CONSIGNE:
Traduisez en anglais cette phrase de l'extrait : « Par un arrêt n° 13NC00691 du 18 juin 2014, la cour administrative d'appel de Nancy a rejeté l'appel formé par M. A... contre ce jugement. »

Vu la procédure suivante :

M. B... A...a demandé au tribunal administratif de Nancy d'annuler pour excès de pouvoir la décision du 13 février 2012 par laquelle l'évêque de Metz a mis fin à ses fonctions de secrétaire général d'évêché et la décision du 22 février 2012 par laquelle le ministre de l'intérieur a mis fin au versement de son traitement. Par un jugement n° 1201796 et n° 1201798 du 12 février 2013, le tribunal administratif de Nancy a rejeté sa demande. Par un arrêt n° 13NC00691 du 18 juin 2014, la cour administrative d'appel de Nancy a rejeté l'appel formé par M. A... contre ce jugement.

Par un pourvoi sommaire, un mémoire complémentaire et un mémoire en réplique, enregistrés les 4 août et 4 novembre 2014 et 11 janvier 2016 au secrétariat du contentieux du Conseil d'Etat, M. A... demande au Conseil d'Etat :

1°) d'annuler l'arrêt n° 13NC00691 du 18 juin 2014 de la cour administrative d'appel de Nancy ;

2°) réglant l'affaire au fond, de faire droit à son appel ;

3°) de mettre à la charge de l'Etat la somme de 4 000 euros au titre de l'article L. 761-1 du code de justice administrative.

DONNÉES:
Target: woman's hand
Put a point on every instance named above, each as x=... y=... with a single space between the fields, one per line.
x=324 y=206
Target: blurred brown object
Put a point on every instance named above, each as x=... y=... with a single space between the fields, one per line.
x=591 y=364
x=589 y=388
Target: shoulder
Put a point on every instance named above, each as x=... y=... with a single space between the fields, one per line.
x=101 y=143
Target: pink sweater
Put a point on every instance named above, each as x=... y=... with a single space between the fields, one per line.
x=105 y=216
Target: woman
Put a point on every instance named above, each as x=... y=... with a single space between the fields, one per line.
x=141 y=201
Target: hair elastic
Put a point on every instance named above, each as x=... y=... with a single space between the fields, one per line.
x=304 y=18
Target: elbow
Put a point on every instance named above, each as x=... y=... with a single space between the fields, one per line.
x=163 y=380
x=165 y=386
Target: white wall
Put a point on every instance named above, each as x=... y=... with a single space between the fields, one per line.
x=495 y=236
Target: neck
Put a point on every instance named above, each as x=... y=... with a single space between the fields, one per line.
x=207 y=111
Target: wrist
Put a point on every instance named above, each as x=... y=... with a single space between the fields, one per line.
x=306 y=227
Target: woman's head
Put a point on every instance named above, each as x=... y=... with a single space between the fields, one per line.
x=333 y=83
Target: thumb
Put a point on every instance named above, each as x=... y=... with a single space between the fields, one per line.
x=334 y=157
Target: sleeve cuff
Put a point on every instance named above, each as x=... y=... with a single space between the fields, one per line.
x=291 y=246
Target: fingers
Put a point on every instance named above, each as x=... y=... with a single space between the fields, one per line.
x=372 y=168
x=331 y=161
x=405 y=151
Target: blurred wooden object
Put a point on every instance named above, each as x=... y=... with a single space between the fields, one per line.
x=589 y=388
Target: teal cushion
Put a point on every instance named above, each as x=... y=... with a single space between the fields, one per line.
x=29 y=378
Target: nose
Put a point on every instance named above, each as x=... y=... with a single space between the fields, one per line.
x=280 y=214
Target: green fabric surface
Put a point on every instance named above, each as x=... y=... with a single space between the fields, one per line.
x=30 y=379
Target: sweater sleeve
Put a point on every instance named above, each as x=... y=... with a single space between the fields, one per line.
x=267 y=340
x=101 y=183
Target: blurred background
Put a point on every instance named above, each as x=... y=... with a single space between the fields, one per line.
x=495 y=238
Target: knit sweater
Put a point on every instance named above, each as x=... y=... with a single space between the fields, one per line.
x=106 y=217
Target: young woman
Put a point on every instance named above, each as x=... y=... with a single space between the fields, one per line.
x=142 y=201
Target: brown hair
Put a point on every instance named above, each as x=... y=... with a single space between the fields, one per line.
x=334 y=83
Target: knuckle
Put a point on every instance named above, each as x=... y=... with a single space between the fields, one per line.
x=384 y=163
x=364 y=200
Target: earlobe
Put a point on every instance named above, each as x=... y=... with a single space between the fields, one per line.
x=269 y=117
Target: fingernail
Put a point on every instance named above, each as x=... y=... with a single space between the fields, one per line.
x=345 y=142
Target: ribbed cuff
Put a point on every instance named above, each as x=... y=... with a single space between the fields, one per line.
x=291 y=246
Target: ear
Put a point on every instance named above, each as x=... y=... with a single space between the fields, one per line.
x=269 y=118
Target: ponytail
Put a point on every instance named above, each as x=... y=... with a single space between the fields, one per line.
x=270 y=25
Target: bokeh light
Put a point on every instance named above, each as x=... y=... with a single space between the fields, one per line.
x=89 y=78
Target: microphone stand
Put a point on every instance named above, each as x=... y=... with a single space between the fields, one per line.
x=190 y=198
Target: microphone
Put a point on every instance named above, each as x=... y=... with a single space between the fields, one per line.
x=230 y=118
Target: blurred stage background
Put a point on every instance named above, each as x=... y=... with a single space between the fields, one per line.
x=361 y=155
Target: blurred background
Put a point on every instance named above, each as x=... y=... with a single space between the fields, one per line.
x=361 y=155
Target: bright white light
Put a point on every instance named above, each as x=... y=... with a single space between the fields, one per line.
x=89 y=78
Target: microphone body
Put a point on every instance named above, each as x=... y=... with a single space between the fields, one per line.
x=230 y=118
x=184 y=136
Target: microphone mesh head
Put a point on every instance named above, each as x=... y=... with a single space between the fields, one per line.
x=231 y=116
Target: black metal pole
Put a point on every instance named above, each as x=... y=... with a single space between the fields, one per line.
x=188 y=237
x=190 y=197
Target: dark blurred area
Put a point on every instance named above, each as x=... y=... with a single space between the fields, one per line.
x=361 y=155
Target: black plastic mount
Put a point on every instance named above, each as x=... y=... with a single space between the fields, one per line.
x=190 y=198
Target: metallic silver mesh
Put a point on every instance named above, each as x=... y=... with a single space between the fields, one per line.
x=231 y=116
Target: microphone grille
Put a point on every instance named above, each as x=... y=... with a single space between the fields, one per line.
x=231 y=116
--
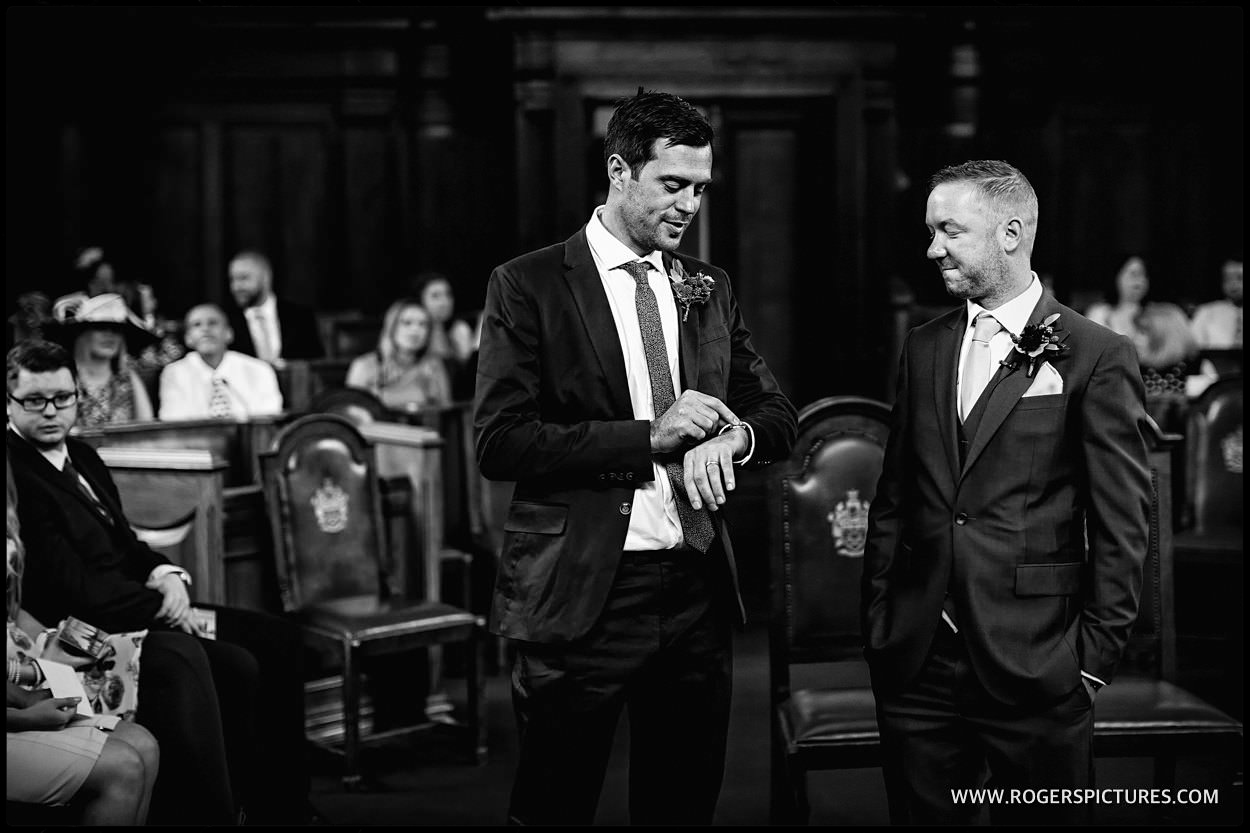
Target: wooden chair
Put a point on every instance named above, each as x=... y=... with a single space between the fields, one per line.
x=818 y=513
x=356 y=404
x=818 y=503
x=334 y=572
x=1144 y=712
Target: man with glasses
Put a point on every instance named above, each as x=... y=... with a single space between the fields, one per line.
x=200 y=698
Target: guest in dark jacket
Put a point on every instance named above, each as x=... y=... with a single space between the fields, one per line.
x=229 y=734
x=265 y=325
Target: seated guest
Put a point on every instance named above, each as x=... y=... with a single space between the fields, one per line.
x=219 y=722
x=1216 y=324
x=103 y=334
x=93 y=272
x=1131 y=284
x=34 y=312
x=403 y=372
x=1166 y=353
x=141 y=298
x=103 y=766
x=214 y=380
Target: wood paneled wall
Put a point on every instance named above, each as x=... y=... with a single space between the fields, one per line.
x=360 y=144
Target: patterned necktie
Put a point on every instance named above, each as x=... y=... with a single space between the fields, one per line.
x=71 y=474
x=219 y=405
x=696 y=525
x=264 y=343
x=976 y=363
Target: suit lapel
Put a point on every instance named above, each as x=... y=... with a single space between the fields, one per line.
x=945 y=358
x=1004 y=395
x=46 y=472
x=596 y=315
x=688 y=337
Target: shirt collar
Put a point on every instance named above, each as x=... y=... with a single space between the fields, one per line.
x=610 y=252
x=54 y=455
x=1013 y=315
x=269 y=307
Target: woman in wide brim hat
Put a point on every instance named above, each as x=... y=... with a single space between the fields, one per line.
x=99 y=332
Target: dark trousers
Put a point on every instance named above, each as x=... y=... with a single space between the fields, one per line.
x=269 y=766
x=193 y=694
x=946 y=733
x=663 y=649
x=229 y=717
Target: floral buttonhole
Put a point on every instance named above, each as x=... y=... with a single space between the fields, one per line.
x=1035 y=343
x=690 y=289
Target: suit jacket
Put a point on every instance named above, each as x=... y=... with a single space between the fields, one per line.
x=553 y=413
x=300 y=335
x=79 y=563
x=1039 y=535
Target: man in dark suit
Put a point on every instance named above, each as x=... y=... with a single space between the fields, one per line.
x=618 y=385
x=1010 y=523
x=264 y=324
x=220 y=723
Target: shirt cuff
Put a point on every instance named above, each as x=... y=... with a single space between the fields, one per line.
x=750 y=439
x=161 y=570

RÉPONSE COMPLÈTE:
By ruling No. 13NC00691 of June 18, 2014, the Nancy Administrative Court of Appeal dismissed the appeal lodged by Mr. A... against that judgment.